→ RECORDS FOR PROCESSING

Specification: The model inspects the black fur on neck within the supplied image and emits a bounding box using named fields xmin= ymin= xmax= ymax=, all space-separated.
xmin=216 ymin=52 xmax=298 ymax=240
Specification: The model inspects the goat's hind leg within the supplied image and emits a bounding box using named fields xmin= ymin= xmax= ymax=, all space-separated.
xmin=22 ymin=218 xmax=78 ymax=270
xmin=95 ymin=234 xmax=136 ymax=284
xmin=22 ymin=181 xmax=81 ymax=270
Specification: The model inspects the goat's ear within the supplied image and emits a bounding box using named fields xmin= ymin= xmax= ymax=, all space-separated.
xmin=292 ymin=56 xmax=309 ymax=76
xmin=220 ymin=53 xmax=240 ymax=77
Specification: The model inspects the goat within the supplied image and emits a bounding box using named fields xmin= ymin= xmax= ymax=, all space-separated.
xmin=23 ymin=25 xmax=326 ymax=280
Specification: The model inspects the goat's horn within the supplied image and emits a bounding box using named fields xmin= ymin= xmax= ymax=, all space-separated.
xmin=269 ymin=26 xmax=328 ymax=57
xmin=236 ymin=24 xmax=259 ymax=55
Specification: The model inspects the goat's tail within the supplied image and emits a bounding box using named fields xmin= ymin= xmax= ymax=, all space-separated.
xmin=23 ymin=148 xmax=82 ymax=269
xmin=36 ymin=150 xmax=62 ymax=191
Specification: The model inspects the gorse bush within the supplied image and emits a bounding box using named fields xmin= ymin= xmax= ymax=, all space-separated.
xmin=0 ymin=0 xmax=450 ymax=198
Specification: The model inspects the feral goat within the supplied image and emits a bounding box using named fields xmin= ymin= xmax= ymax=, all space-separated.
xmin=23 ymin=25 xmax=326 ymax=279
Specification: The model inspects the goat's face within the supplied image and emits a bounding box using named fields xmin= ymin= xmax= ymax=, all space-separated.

→ GIVEN INSTRUCTION
Return all of the records above verbatim, line for line, with nothing altered.

→ ANSWER
Specification: The model inspects the black fur on neck within the supplied image and emits a bounding box using named fields xmin= ymin= xmax= ymax=, all space-separated.
xmin=216 ymin=52 xmax=298 ymax=240
Specification: The model inspects the goat's hind leg within the supplied image and emits a bounding box using named fields xmin= ymin= xmax= ymax=, all space-separated.
xmin=22 ymin=218 xmax=78 ymax=270
xmin=95 ymin=234 xmax=136 ymax=284
xmin=22 ymin=181 xmax=81 ymax=270
Specification: The model inspects the goat's ear within the supplied image and emits a bounding box using named fields xmin= ymin= xmax= ymax=, all space-separated.
xmin=292 ymin=56 xmax=309 ymax=76
xmin=220 ymin=53 xmax=240 ymax=77
Specification: The model inspects the goat within the supplied image and emits a bounding box using named fields xmin= ymin= xmax= ymax=, all space-separated.
xmin=23 ymin=25 xmax=326 ymax=280
Specification: The model inspects the goat's horn within the supplied image and emits a bounding box using named fields xmin= ymin= xmax= ymax=, all space-separated.
xmin=269 ymin=26 xmax=328 ymax=57
xmin=236 ymin=24 xmax=259 ymax=55
Specification: The model inspects the goat's tail within the supplied image and emits a bounding box using named fields xmin= ymin= xmax= ymax=, all space-separated.
xmin=23 ymin=148 xmax=82 ymax=269
xmin=36 ymin=150 xmax=62 ymax=191
Specification: The model inspects the gorse bush within the supplied image and emits a bounding box using named fields xmin= ymin= xmax= ymax=, all space-separated.
xmin=0 ymin=0 xmax=450 ymax=198
Specification: The model inspects the feral goat within the supplied image and emits a bounding box using named fields xmin= ymin= xmax= ymax=, all space-separated.
xmin=23 ymin=25 xmax=326 ymax=279
Specification: The model inspects the goat's face within the supplied image and emits a bounding box using named fields xmin= ymin= xmax= ymax=, all space-separated.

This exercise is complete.